◆ TASK OBJECTIVE:
Pick out all lines of the entries that include the word "below" and copy them.

◆ SUPPLIED DATA:
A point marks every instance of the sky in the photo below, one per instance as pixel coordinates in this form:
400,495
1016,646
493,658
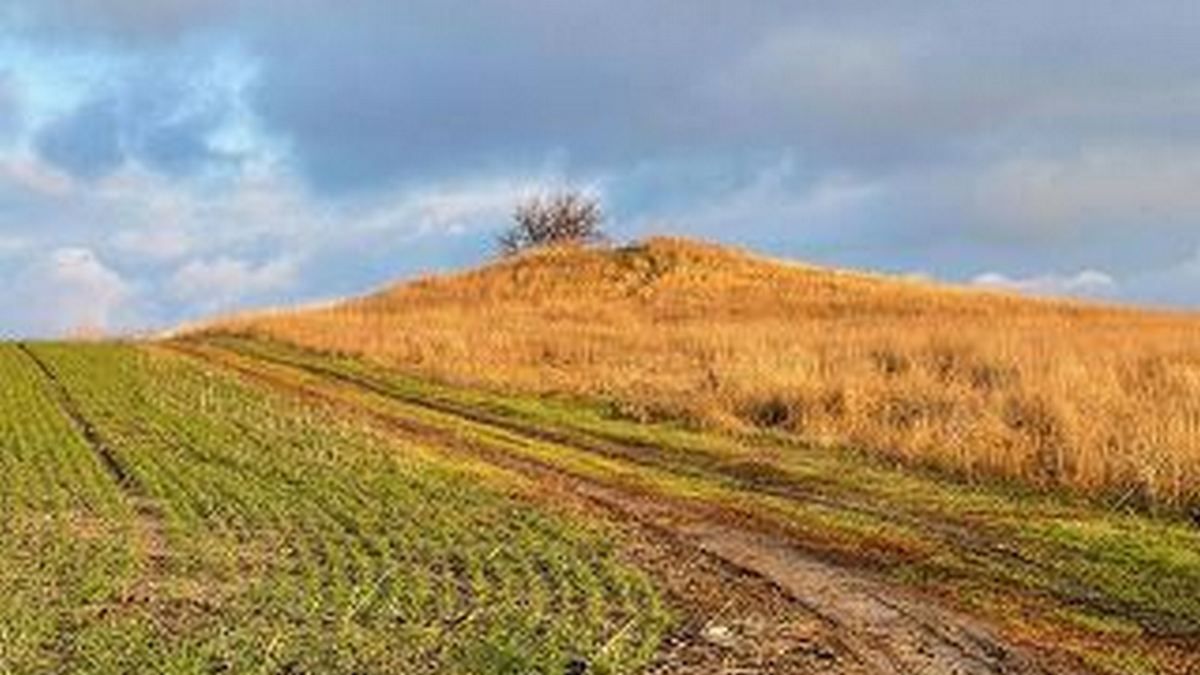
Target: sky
165,161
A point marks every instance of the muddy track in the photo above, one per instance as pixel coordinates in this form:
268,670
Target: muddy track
759,477
875,627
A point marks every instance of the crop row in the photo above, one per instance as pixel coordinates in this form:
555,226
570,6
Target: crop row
243,532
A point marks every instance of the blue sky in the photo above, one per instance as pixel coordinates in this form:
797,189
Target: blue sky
161,161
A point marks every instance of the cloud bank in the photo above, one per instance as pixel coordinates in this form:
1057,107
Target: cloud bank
209,155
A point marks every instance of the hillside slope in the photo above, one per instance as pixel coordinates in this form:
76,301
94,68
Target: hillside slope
1062,394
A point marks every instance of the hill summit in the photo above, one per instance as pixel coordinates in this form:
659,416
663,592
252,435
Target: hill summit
1060,393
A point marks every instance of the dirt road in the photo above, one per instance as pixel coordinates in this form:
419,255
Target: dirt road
753,599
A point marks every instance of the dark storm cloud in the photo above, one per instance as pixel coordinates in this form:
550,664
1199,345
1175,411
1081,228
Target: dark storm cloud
1036,144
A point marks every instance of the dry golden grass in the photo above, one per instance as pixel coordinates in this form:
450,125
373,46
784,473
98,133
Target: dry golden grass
1062,394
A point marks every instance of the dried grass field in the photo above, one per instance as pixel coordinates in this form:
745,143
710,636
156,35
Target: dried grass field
1098,400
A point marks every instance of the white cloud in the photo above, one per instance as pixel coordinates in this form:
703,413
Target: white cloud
221,282
166,243
1097,190
70,290
1089,282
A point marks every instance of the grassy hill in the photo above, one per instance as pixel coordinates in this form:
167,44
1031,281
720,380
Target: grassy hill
1101,400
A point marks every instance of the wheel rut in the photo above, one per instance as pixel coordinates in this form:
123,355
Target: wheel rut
877,628
149,530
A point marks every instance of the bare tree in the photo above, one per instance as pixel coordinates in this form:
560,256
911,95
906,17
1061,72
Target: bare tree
568,217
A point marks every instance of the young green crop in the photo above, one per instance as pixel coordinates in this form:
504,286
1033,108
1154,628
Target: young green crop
228,530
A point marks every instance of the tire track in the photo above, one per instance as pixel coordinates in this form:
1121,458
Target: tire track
885,629
67,404
149,527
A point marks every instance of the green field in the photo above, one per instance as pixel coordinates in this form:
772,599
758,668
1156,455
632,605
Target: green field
223,505
163,518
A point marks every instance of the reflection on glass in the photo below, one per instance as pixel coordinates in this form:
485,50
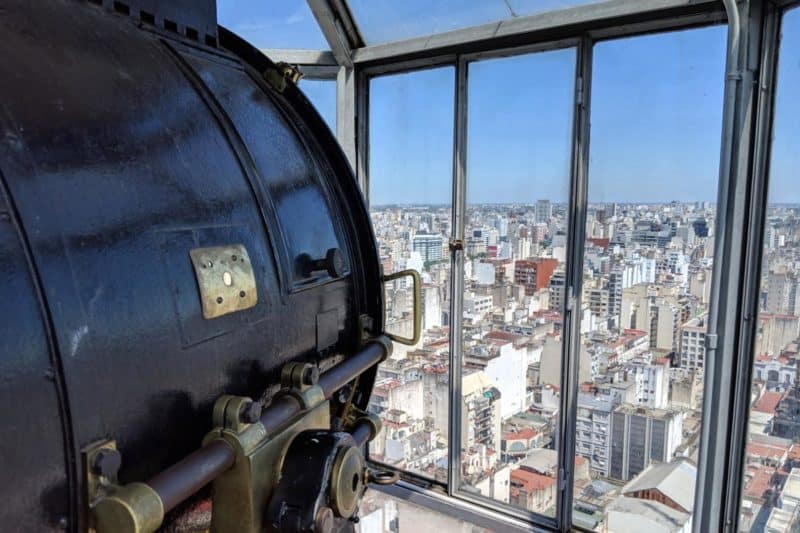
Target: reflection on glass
322,94
382,21
410,170
284,24
518,176
656,117
771,484
380,513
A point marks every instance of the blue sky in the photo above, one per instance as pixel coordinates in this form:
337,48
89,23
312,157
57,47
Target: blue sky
655,124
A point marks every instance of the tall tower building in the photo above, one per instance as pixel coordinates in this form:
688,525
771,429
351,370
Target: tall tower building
544,211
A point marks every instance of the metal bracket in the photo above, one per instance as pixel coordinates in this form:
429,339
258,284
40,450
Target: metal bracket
132,508
711,341
242,493
225,279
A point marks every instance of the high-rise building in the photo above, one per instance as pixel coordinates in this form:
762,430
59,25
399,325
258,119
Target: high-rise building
779,292
544,211
534,274
693,344
641,436
593,431
558,282
428,246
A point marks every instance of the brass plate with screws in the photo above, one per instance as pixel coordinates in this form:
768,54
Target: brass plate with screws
225,279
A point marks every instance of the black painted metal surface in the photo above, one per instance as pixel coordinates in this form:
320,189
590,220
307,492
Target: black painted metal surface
123,148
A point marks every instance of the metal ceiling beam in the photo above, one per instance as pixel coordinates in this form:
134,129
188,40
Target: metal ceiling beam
562,23
301,57
338,28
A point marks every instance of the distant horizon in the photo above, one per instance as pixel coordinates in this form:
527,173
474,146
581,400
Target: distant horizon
554,202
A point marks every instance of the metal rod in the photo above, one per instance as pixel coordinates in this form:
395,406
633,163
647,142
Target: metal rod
199,468
192,473
338,376
362,433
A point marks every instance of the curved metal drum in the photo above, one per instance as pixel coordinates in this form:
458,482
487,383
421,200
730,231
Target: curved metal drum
125,148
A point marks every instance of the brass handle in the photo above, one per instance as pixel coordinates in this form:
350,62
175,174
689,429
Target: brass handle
382,477
413,274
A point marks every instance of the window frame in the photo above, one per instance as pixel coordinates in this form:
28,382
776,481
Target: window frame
740,219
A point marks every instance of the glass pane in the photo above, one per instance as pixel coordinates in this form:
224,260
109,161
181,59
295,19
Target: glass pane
410,184
381,513
656,118
322,94
771,490
518,177
381,21
265,24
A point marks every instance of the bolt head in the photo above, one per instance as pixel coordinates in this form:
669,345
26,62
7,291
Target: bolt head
106,462
251,413
324,520
310,375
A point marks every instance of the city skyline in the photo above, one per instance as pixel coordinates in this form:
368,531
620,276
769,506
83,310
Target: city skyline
664,69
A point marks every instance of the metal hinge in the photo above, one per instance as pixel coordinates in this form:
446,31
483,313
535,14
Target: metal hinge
569,302
711,341
282,74
456,244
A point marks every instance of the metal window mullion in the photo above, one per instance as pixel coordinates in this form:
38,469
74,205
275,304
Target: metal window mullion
724,374
457,276
576,231
346,124
329,20
759,195
361,130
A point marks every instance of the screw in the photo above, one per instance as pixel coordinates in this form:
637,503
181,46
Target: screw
324,520
250,413
106,462
310,375
344,393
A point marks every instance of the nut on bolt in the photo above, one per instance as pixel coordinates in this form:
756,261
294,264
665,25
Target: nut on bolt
250,413
106,463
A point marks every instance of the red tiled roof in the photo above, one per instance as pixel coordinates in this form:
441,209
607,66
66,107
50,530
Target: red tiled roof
765,450
759,483
526,433
531,481
503,335
768,402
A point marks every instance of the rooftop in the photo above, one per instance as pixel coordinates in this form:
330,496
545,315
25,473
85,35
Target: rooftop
675,480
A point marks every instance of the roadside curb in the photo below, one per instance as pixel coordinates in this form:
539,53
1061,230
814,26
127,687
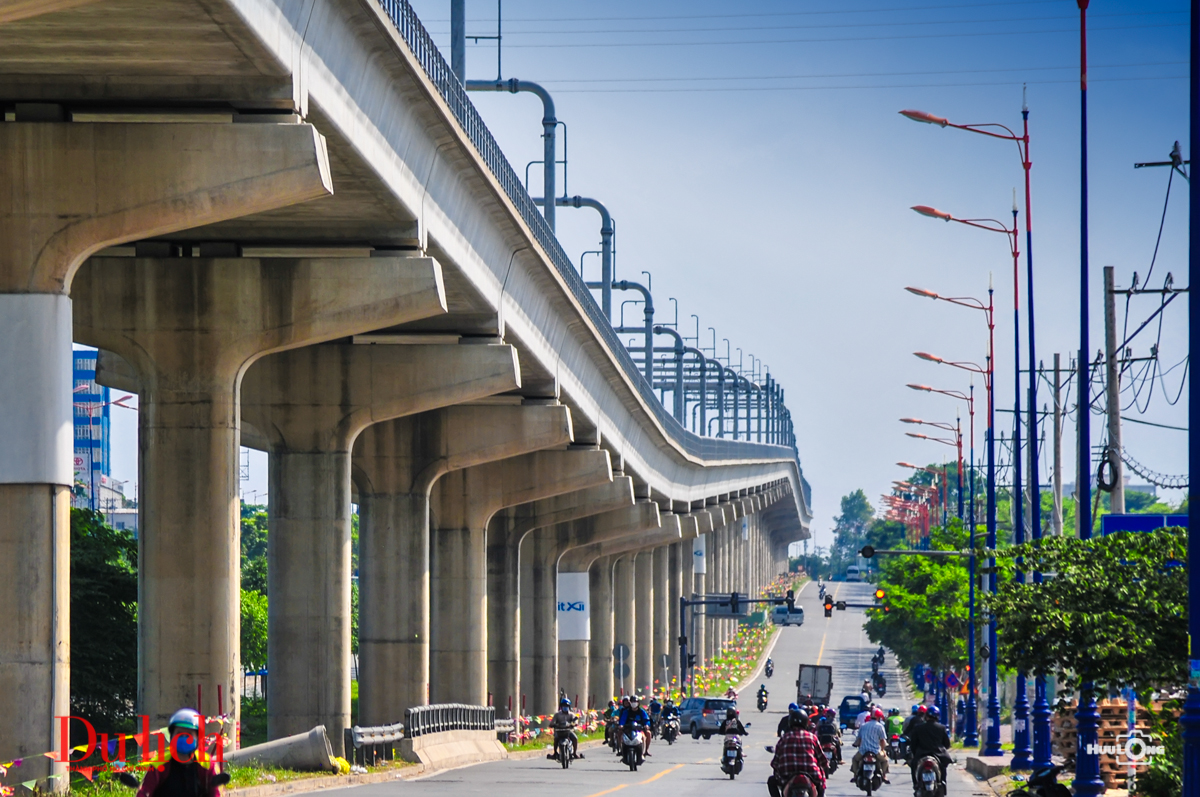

◆ ANSWER SPACE:
A point marks every instance of the sky in the photo below, one per instance as pixel coordinates in this form:
A point marks every instance of the reflection on glass in the photo below, one per instance as pixel coordinates in this form:
A point marks every instance of the roadside curb in the photo below, one per instance as pixel coordinates in this form:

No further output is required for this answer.